━━━━━ Records for the exercise
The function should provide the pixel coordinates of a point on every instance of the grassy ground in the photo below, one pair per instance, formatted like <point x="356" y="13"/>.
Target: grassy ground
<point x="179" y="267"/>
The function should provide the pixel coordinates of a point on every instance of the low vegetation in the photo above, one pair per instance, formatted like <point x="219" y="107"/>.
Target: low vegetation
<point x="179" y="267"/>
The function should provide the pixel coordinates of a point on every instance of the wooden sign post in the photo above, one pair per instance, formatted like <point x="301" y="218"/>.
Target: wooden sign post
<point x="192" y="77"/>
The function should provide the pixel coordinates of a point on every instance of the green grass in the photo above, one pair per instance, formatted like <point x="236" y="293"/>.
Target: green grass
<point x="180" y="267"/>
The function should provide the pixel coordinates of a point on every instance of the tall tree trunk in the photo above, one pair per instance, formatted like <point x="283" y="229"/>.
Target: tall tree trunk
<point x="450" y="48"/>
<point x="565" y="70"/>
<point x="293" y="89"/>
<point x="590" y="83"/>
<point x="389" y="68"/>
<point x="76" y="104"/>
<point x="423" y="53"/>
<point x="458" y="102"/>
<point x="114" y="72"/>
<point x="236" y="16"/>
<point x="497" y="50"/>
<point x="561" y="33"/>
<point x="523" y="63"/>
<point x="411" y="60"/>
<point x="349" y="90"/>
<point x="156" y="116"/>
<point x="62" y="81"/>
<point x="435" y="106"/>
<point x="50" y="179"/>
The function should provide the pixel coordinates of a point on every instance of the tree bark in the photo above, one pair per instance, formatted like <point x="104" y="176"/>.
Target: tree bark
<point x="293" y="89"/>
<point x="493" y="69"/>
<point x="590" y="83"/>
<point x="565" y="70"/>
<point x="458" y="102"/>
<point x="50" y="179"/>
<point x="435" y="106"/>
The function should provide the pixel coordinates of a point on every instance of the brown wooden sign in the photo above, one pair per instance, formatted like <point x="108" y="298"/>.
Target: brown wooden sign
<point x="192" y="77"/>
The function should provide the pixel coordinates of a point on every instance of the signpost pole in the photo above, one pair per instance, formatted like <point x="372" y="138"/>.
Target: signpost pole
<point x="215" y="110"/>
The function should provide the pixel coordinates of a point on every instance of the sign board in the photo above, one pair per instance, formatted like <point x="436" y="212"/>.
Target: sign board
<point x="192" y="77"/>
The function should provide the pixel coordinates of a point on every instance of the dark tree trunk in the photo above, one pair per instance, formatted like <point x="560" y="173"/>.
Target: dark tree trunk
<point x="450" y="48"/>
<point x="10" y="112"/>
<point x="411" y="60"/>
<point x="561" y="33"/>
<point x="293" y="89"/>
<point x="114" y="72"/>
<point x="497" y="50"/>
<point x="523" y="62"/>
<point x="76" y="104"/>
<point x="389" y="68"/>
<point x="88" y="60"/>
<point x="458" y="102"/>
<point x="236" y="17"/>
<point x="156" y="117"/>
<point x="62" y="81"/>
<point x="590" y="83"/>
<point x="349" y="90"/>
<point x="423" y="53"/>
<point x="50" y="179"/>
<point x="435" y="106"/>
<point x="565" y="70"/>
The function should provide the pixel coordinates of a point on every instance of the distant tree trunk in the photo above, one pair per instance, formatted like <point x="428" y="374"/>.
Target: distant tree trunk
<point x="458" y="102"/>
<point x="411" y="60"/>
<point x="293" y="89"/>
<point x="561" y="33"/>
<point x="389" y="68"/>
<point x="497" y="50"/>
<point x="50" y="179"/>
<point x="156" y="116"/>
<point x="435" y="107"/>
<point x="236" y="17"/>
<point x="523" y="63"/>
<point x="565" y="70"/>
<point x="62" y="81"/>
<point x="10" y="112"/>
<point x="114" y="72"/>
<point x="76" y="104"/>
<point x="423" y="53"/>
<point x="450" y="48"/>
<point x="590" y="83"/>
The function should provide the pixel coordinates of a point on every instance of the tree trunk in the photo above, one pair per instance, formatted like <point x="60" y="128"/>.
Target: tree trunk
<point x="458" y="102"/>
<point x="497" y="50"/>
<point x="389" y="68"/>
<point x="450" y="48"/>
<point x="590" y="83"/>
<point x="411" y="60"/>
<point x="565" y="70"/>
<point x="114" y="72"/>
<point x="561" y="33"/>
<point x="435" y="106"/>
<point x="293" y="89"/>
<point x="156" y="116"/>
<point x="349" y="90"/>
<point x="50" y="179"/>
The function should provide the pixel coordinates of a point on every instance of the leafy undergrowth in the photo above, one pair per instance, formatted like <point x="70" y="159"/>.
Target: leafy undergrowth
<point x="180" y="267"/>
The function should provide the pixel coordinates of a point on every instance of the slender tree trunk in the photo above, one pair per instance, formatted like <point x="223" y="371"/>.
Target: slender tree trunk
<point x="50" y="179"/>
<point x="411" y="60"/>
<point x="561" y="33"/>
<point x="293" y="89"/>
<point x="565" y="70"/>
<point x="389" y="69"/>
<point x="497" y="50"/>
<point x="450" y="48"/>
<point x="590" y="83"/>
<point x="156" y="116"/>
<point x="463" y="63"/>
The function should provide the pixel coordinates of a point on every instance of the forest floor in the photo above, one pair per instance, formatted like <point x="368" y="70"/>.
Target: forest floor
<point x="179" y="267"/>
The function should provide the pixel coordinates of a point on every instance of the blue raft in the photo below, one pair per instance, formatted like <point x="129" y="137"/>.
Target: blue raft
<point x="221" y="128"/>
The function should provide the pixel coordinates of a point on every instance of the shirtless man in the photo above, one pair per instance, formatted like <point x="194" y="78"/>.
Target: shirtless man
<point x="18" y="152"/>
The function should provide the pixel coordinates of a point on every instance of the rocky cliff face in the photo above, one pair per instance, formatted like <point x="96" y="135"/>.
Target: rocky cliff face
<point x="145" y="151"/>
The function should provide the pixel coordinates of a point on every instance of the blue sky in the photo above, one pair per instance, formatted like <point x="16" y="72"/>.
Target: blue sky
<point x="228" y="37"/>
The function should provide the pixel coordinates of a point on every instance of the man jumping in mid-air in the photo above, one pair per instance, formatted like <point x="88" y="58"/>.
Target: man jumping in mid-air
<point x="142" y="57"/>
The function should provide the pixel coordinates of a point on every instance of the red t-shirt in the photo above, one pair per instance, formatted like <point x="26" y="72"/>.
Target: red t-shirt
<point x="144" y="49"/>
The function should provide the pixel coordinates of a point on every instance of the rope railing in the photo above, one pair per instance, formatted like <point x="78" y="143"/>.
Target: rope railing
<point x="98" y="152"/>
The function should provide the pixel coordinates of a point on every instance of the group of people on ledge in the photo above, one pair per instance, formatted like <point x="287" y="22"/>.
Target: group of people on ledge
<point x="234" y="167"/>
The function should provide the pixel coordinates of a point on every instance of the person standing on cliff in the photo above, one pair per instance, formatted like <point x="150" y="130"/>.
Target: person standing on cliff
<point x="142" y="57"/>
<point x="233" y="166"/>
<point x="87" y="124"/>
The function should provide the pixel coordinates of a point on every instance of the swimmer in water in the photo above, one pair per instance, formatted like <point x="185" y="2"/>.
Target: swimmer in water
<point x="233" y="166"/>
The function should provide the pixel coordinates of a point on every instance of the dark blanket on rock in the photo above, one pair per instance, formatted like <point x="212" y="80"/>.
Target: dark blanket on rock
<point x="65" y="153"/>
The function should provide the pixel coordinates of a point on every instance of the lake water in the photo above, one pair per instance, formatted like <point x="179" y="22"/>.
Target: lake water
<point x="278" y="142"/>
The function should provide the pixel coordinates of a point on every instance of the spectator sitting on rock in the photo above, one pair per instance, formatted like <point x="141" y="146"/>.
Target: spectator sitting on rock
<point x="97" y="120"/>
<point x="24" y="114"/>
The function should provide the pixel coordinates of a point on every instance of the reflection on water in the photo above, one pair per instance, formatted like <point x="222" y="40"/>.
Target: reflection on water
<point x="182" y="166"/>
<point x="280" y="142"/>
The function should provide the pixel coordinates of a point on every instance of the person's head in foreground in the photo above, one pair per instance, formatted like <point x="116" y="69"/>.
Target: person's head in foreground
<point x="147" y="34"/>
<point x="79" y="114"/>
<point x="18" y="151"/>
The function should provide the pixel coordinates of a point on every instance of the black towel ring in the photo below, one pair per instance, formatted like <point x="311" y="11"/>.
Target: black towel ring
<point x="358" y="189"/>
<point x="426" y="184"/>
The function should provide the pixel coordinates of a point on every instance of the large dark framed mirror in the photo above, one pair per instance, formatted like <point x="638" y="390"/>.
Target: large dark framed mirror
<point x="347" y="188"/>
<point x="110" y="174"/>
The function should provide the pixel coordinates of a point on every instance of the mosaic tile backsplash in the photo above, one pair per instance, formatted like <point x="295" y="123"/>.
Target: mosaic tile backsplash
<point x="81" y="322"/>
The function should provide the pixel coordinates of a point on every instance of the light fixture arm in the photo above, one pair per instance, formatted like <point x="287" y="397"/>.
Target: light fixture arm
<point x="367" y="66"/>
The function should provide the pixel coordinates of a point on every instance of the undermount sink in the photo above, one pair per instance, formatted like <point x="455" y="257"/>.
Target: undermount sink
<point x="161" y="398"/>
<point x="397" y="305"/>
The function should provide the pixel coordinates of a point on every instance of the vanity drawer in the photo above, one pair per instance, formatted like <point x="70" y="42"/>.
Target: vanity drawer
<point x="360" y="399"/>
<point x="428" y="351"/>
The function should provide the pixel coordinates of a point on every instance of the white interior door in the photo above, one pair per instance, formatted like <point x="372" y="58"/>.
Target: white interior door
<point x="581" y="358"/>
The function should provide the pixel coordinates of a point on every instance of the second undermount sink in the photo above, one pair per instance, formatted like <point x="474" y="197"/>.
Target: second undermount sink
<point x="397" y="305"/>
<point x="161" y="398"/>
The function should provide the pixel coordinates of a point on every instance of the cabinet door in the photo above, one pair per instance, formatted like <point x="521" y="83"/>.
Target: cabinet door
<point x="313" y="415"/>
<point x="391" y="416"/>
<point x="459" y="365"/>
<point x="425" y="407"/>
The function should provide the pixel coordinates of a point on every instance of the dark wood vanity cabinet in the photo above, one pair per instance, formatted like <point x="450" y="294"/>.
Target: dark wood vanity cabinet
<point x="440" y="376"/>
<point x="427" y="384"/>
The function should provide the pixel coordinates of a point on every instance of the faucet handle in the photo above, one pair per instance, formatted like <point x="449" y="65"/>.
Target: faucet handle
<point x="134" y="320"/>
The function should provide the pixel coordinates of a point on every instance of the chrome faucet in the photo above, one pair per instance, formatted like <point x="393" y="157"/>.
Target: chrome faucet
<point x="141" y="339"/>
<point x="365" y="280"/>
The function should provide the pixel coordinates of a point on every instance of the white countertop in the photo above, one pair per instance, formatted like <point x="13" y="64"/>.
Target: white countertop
━━━━━━━━━━
[Exercise instructions]
Print from the line containing "of the faucet" to the last line above, exactly as written.

[In response]
The function should provide the pixel coordinates of a point on every instance of the faucet handle in the photo above, one pair per instance, formatted like <point x="449" y="65"/>.
Target: faucet handle
<point x="134" y="320"/>
The function should provide the pixel coordinates of a point on every instance of the chrome faucet in the photo above, one pair per instance, formatted like <point x="393" y="157"/>.
Target: chrome faucet
<point x="141" y="339"/>
<point x="365" y="280"/>
The function should provide the pixel coordinates of a point on every instance of the white countertop in the photo above, one pair per instance, formatted like <point x="13" y="64"/>.
Target: white countertop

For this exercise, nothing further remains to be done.